[STUDY TEXT — start]

Note: As the Midlands result was a tie between Boggie and Austen, the election was determined by a drawing of lots, which was supervised by a Judge of the High Court, on 15 May 1924.

==Changes during the Assembly==
===Mazoe===

Sir Francis Newton resigned on 26 August 1924 on appointment as High Commissioner of the United Kingdom to Southern Rhodesia, precipitating a byelection in his electoral district which was held on 26 September 1924.

| Constituency Electorate and turnout | Candidate | Party | Votes |
| MAZOE 1,351 (53.6%) | Percy Sidney Inskipp | RP | 394 |
| John William Dunlop | Ind RP | 330 |

===Salisbury South===

George Elcombe resigned his seat on 10 January 1927 and a byelection was held on 8 March 1927.

| Constituency Electorate and turnout | Candidate | Party | Votes |
| SALISBURY SOUTH 1,454 (64.9%) | Frank William Frederick Johnson | Ind | 406 |
| John William Dunlop | Lab | 362 |
| Burton Ireland Collings | RP | 175 |

===Bulawayo North===

Sir Charles Coghlan died on 28 August 1927 and a byelection was held on 18 November 1927.

| Constituency | Candidate | Party | Votes |
| BULAWAYO NORTH | Allan Ross Welsh | RP | 549 |
| Edward Jonathan Davies | Lab | 377 |

===Midlands===

William James Boggie died on 8 February 1928 and a byelection was held on 18 April 1928.

| Constituency Electorate and turnout | Candidate | Party | Votes |
| MIDLANDS 1,374 (47.5%) | Arthur James Taylor | RP | 352 |
| Alexander Louis Wynand Koch Worsthorne | PP | 301 |

===Defections===
There were a number of changes within the assembly. Robert Dunipace Gilchrist 'crossed the floor' to sit as an opposition Independent in 1925. He was followed in May 1927 by Francis Leslie Hadfield and Max Danziger. In June 1927, the Progressive Party was formed by Harry Bertin, Robert Alexander Fletcher, Robert Dunipace Gilchrist, George Edward Gilfillan, Francis Leslie Hadfield, Frank William Frederick Johnson, John Louis Martin, Frederic Philip Mennell and Sir Ernest William Sanders Montagu. This party campaigned for a pro-white immigration policy, the development of Matabeleland, and establishing African reserves. It was opposed to monopolies, and sought reform and depoliticisation of the Civil Service.

[STUDY TEXT — finish]

» ACTIVITY
Answer these questions from the text on the assembly changes, one per line, numbered the same way.
1. On what date was the Mazoe byelection held?
2. How many votes did Allan Ross Welsh receive in Bulawayo North?
3. In what month and year was the Progressive Party formed?
The lines that come next have no connection to the text on the assembly changes.

[EXTRACTED MATERIAL — start]

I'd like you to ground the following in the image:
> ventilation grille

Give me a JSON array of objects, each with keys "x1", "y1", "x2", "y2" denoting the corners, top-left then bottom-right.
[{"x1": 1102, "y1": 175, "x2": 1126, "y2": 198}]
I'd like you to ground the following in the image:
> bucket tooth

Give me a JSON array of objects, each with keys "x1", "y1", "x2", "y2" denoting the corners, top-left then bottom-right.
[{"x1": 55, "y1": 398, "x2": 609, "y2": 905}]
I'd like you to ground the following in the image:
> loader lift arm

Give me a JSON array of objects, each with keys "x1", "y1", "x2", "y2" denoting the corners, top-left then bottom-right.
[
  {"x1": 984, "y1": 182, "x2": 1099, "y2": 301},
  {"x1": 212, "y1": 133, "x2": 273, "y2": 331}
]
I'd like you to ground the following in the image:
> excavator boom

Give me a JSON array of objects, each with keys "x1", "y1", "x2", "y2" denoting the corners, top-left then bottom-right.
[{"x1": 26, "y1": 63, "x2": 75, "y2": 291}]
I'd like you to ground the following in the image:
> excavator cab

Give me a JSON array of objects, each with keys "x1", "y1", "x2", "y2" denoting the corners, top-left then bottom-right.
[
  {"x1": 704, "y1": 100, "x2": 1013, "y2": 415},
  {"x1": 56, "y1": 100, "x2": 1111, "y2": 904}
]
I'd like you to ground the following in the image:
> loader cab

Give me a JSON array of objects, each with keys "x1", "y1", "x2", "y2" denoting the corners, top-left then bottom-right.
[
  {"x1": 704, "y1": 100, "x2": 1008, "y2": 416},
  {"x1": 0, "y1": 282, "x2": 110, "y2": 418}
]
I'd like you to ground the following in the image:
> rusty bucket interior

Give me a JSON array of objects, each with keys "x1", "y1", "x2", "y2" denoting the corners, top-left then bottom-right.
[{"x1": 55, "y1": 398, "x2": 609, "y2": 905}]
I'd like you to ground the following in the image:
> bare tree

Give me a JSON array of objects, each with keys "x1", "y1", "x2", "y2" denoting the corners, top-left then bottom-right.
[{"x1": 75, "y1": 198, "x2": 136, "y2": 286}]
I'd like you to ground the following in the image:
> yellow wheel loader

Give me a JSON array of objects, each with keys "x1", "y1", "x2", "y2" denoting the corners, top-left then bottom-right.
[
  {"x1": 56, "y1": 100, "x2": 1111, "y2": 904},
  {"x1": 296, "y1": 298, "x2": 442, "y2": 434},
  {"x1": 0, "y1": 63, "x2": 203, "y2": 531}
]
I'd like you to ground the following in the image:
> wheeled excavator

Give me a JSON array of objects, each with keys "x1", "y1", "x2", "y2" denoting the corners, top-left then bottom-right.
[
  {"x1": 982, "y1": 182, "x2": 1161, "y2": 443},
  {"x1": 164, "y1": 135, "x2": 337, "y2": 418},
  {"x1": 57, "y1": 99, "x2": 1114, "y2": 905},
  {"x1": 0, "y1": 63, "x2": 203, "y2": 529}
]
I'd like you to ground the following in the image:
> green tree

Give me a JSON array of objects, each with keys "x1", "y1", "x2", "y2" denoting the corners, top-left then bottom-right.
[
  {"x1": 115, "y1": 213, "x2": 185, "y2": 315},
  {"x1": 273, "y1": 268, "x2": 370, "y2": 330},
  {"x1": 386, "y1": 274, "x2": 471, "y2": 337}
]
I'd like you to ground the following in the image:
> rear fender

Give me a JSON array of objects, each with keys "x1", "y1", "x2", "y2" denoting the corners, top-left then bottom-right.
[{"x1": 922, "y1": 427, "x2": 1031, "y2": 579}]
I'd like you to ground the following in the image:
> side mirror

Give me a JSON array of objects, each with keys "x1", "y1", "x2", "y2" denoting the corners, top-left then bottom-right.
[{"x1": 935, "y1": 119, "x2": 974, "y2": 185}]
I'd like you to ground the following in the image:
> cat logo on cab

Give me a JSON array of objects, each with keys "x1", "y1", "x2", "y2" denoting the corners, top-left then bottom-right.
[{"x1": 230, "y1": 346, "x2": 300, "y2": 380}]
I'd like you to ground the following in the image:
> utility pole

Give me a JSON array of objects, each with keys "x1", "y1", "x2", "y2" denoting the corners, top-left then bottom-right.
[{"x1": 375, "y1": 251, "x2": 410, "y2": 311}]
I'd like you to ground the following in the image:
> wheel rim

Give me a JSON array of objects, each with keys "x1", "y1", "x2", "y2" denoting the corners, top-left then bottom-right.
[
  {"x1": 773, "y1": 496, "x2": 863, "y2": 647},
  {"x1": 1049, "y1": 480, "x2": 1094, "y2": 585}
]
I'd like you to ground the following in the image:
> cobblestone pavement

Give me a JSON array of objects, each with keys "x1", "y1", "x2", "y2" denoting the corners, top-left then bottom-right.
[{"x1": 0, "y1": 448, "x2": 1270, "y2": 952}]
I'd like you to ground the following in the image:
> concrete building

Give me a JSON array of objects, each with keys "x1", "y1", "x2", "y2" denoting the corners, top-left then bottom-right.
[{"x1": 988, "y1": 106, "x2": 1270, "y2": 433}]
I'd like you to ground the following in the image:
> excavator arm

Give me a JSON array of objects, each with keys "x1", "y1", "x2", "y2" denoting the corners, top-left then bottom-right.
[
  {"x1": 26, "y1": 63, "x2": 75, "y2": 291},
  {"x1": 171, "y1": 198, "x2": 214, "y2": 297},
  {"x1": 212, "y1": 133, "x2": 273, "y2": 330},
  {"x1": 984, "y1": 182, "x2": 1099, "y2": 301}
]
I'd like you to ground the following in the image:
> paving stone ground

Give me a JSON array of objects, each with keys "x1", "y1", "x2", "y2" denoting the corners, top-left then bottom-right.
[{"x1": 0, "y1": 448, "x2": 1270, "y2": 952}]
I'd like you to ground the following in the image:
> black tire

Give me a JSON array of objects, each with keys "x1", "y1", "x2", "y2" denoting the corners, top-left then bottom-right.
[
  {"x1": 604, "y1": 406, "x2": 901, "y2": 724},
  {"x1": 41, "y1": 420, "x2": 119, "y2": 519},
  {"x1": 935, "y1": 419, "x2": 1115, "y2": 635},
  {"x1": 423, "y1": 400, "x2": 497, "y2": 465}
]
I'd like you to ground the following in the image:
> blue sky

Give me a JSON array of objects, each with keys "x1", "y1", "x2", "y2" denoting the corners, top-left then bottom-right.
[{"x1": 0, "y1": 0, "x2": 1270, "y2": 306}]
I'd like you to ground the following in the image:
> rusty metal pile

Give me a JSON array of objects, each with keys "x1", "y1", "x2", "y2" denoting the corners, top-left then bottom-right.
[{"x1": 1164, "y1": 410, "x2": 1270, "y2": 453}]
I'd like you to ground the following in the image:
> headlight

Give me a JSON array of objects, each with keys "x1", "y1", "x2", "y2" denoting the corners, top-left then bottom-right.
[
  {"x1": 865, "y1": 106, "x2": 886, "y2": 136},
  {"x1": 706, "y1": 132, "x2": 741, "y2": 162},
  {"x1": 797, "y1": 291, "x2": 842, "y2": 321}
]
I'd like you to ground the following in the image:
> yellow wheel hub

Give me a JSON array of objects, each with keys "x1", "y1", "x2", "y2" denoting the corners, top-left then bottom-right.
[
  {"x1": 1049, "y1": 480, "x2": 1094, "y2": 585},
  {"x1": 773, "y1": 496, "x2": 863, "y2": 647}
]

[EXTRACTED MATERIAL — finish]

» RESULT
1. 26 September 1924
2. 549
3. June 1927